まず、発光基含有ジアミンと脂環式ジアミンとを重合溶媒に溶解し、この溶液にジアミン成分の総量と等モルの脂環式テトラカルボン酸二無水物粉末を徐々に添加し、メカニカルスターラーを用い、室温で1〜72時間攪拌する。この際、モノマー濃度は5〜40質量%、好ましくは10〜30質量%である。このモノマー濃度範囲で重合を行うことにより均一で高重合度の発光基含有脂環式ポリイミド前駆体溶液を得ることができる。
モノマー濃度が高いほど高重合度のイミド基含有ポリイミド前駆体が得られる傾向があるが、上記の上限濃度以上で重合を行うと、反応溶液中の塩が溶解しにくくなる傾向が高くなるため、あまり好ましくない。一般式(P−1)における共重合組成(X)、即ち発光基含有量はX=0.0001〜0.7の範囲であり、より好ましくは0.001〜0.5の範囲である。
【0076】
一般式(P−2)で表される化合物(発光基含有脂環式ポリイミド前駆体)は、より具体的には、以下の方法により得られる。
まず、脂環式ジアミン(Aモル)と発光基含有モノアミン(Bモル)を重合溶媒に溶解し、この溶液に脂環式テトラカルボン酸二無水物粉末(A+(B/2)モル)を徐々に添加し、メカニカルスターラーを用い、室温で1〜72時間攪拌する。この際、モノマー濃度は5〜40質量%、好ましくは10〜30質量%である。このモノマー濃度範囲で重合を行うことにより均一で高重合度の発光基含有脂環式ポリイミド前駆体溶液を得ることができる。 発光基の含有量((B/2)/(A+(B/2)モル)×100)は0.01〜70%の範囲であり、より好ましくは0.1〜50%の範囲である。
【0077】
一般式(P−3)で表される化合物(発光基含有脂環式ポリイミド前駆体)は、より具体的には、以下の方法により得られる。
まず、脂環式ジアミン(A+(B/2)モル)を重合溶媒に溶解し、この溶液に脂環式テトラカルボン酸二無水物粉末(Aモル)及び発光基含有酸無水物(Bモル)を徐々に添加し、メカニカルスターラーを用い、室温で1〜72時間攪拌する。この際、モノマー濃度は5〜40質量%、好ましくは10〜30質量%である。このモノマー濃度範囲で重合を行うことにより均一で高重合度の発光基含有脂環式ポリイミド前駆体溶液を得ることができる。発光基の含有量(B/2)/(A+(B/2)モル)×100は0.01〜50%の範囲であり、より好ましくは0.1〜30%の範囲である。
【0078】
重合溶媒としてはN,N−ジメチルアセトアミド、N,N−ジエチルアセトアミド、N,N−ジメチルホルムアミド、N−メチル−2−ピロリドン、ヘキサメチルホスホルアミド、ジメチルスルホオキシド、γ−ブチロラクトン、1,3−ジメチル−2−イミダゾリジノン、1,2−ジメトキシエタン−ビス(2−メトキシエチル)エーテル、テロラヒドロフラン、1,4−ジオキサン、ピコリン、ピリジン、アセトン、クロロホルム、トルエン、キシレン等の非プロトン性溶媒及び、フェノール、o−クレゾール、m−クレゾール、p−クレゾール、o−クロロフェノール、m−クロロフェノール、p−クロロフェノール等のプロトン性溶媒が使用可能である。またこれらの溶媒は単独でも、2種類以上混合して用いてもよい。

▸ 抽出資料
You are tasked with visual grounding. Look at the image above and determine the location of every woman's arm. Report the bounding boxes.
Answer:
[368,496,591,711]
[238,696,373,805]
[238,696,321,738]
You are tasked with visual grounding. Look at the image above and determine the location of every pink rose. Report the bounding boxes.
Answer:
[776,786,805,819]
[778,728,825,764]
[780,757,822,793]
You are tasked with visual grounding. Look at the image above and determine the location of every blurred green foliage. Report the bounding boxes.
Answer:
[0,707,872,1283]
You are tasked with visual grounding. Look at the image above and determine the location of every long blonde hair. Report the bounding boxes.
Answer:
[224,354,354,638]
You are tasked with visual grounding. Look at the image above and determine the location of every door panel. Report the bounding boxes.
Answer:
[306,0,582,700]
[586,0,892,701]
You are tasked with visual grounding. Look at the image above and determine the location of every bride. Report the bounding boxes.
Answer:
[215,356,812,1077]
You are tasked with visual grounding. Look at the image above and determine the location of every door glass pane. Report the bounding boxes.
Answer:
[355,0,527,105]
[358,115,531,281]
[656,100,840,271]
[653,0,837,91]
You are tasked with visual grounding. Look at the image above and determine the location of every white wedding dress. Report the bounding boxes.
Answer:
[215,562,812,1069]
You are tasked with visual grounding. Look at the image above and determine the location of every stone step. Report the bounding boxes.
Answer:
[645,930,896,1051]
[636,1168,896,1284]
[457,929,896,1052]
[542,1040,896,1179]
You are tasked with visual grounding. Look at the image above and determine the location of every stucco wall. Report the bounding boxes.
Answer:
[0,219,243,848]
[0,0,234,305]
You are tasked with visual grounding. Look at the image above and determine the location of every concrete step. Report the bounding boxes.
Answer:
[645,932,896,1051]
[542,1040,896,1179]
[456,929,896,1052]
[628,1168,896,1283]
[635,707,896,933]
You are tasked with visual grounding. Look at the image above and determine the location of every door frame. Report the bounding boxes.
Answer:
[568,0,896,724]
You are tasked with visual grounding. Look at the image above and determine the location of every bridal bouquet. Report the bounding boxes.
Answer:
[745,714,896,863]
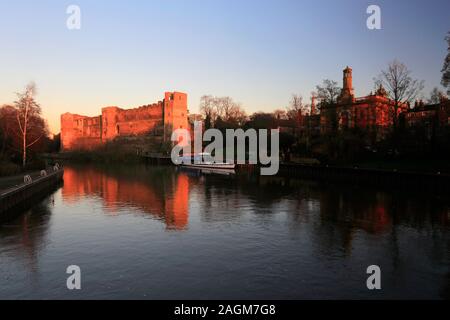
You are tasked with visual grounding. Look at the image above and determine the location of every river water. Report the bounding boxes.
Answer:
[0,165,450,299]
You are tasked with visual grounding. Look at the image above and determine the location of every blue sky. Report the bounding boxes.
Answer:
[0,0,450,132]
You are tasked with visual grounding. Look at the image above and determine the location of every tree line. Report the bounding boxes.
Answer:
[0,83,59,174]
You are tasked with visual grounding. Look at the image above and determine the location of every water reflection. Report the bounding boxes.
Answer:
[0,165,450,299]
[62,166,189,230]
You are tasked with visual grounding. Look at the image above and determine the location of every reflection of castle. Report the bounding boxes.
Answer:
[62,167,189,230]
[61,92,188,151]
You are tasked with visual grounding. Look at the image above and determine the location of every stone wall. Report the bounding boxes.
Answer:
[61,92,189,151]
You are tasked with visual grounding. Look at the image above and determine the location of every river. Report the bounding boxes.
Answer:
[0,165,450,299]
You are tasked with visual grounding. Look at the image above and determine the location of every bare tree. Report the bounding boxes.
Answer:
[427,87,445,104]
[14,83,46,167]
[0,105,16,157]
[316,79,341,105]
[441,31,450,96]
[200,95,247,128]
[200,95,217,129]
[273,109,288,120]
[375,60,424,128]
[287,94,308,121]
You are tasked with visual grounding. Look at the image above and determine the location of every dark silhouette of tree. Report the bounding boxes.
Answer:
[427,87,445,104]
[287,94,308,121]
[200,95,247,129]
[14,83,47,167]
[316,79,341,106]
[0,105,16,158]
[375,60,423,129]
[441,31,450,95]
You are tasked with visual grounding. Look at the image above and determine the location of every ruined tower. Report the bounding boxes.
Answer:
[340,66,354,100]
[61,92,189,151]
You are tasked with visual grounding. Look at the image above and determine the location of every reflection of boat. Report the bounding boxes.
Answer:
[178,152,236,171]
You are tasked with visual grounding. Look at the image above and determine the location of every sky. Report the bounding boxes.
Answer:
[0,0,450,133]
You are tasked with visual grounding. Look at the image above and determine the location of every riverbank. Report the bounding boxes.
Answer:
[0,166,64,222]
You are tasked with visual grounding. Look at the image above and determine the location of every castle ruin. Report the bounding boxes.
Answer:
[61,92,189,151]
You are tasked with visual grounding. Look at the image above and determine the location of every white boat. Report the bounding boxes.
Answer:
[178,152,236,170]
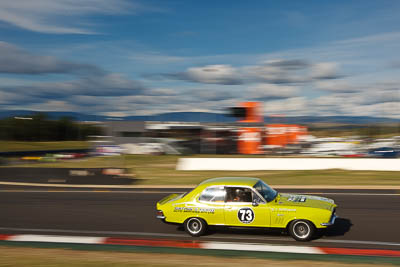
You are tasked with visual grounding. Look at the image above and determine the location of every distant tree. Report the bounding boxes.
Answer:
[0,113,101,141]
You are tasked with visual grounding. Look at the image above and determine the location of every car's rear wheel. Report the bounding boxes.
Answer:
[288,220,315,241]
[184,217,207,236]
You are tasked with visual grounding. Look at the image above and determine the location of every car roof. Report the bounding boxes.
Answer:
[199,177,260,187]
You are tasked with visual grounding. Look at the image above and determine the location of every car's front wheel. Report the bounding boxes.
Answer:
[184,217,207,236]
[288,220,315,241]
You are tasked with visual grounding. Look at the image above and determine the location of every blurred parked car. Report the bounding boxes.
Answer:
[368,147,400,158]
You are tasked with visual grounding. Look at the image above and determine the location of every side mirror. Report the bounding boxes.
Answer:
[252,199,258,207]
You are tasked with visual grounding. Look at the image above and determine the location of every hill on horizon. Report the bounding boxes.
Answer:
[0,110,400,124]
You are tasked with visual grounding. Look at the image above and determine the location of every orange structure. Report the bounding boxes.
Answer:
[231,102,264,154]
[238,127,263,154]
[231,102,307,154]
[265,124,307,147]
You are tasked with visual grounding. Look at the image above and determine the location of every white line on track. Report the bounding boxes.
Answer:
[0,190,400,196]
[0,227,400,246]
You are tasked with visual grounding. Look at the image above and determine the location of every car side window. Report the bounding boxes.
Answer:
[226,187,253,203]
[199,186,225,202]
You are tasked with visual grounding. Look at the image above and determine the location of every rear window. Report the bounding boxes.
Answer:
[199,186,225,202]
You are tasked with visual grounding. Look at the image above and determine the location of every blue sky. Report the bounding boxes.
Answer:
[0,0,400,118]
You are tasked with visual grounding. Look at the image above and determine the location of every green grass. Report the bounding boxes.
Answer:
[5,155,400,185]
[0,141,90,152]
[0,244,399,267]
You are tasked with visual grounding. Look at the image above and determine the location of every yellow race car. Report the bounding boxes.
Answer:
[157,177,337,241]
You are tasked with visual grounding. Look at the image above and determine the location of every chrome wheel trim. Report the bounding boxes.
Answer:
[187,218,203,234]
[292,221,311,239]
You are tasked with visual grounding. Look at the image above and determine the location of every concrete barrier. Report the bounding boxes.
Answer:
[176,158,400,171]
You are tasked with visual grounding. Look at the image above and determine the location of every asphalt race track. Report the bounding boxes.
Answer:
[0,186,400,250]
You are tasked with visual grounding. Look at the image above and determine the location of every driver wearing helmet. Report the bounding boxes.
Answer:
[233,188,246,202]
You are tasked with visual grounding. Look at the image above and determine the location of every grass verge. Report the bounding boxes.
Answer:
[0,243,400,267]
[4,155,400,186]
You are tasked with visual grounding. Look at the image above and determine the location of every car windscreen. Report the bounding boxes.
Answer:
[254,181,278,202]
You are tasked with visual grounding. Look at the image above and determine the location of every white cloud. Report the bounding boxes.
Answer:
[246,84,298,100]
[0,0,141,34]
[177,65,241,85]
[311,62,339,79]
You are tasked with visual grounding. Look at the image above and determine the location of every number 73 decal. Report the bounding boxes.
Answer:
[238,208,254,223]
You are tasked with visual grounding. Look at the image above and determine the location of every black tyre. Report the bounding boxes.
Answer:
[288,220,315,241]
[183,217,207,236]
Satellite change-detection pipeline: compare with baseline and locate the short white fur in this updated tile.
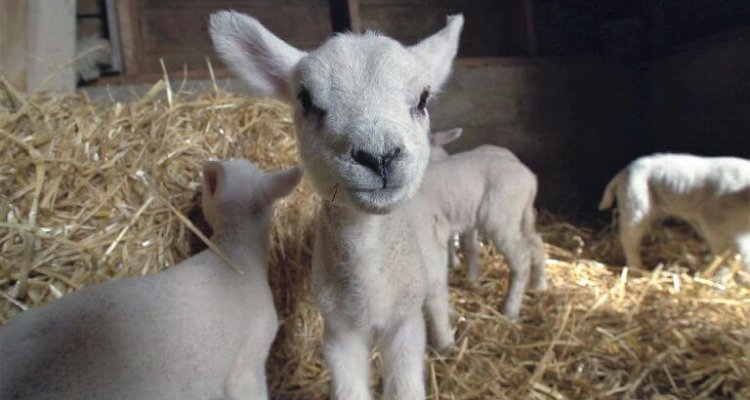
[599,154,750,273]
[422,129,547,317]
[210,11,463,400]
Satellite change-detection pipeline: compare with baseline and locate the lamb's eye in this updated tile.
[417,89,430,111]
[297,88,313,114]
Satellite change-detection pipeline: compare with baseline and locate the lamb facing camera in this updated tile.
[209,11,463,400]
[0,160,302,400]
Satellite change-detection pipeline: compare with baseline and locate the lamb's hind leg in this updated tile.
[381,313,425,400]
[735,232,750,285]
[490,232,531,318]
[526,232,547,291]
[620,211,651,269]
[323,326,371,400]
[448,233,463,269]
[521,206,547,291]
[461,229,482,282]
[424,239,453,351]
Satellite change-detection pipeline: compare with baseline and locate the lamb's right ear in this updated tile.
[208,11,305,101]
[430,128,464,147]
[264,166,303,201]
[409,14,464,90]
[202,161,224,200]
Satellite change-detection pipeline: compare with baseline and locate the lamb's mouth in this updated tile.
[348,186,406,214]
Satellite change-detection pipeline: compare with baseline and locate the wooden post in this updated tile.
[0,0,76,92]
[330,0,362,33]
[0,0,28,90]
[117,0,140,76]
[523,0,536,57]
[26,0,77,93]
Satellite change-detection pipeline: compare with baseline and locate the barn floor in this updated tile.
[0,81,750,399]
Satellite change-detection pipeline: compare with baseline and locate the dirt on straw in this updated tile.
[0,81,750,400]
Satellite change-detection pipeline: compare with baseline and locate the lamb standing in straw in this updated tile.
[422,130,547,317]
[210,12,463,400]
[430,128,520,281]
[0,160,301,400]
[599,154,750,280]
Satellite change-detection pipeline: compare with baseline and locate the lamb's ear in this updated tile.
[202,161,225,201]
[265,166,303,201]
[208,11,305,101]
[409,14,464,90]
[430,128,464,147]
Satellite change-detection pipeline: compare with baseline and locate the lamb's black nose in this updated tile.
...
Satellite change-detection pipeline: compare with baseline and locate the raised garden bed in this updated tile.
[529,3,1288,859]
---
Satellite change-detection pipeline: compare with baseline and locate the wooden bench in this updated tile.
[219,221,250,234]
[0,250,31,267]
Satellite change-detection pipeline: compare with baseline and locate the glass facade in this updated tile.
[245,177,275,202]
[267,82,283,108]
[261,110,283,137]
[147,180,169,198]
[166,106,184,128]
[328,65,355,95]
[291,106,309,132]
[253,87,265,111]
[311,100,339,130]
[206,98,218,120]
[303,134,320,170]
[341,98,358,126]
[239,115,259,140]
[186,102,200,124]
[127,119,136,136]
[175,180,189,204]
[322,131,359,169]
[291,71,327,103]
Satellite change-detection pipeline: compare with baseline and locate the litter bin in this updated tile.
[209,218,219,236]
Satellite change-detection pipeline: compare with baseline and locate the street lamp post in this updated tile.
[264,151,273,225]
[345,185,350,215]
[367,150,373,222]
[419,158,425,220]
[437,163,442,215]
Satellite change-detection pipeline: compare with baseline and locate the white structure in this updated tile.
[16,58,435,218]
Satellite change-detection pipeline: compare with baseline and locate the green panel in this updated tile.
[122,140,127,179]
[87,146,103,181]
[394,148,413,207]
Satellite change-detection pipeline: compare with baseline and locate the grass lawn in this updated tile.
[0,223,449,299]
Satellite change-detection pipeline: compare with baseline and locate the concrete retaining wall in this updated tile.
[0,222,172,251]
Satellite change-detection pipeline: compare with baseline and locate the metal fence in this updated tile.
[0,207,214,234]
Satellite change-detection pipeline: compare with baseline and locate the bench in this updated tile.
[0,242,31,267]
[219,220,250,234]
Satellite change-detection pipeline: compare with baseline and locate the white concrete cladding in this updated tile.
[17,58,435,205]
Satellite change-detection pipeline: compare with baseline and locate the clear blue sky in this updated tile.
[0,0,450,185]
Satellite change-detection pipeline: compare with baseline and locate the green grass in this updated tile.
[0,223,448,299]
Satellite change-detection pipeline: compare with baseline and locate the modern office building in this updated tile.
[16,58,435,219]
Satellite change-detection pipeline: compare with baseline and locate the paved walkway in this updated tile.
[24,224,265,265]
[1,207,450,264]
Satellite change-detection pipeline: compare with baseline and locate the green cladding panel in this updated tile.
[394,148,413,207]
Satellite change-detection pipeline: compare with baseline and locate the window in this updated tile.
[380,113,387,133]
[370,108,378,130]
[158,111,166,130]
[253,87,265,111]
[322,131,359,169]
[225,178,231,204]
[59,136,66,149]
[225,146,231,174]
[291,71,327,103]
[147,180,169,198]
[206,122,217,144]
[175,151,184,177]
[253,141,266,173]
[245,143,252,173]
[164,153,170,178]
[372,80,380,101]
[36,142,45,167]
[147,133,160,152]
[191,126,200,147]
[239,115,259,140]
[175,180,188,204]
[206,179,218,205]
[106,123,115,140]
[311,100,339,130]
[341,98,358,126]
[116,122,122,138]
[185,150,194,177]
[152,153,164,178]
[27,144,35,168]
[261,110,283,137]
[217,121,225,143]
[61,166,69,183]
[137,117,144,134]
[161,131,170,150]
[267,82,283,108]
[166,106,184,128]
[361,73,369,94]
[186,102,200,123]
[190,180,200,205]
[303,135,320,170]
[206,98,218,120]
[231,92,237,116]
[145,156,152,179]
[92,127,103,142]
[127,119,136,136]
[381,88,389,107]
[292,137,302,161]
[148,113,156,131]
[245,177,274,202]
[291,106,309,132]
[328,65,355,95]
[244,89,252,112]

▸ 課題
読解文をもとに、次の問いに答えてください。
1. 一般式(P−1)における発光基含有量Xのより好ましい範囲はいくつか。
2. 一般式(P−3)の化合物を得る際、脂環式ジアミンの溶液に徐々に添加するものは何か。
3. 重合溶媒を混合して用いる場合、何種類以上とされているか。

▸ 解答
1. 0.001〜0.5の範囲
2. 脂環式テトラカルボン酸二無水物粉末(Aモル)及び発光基含有酸無水物(Bモル)
3. 2種類以上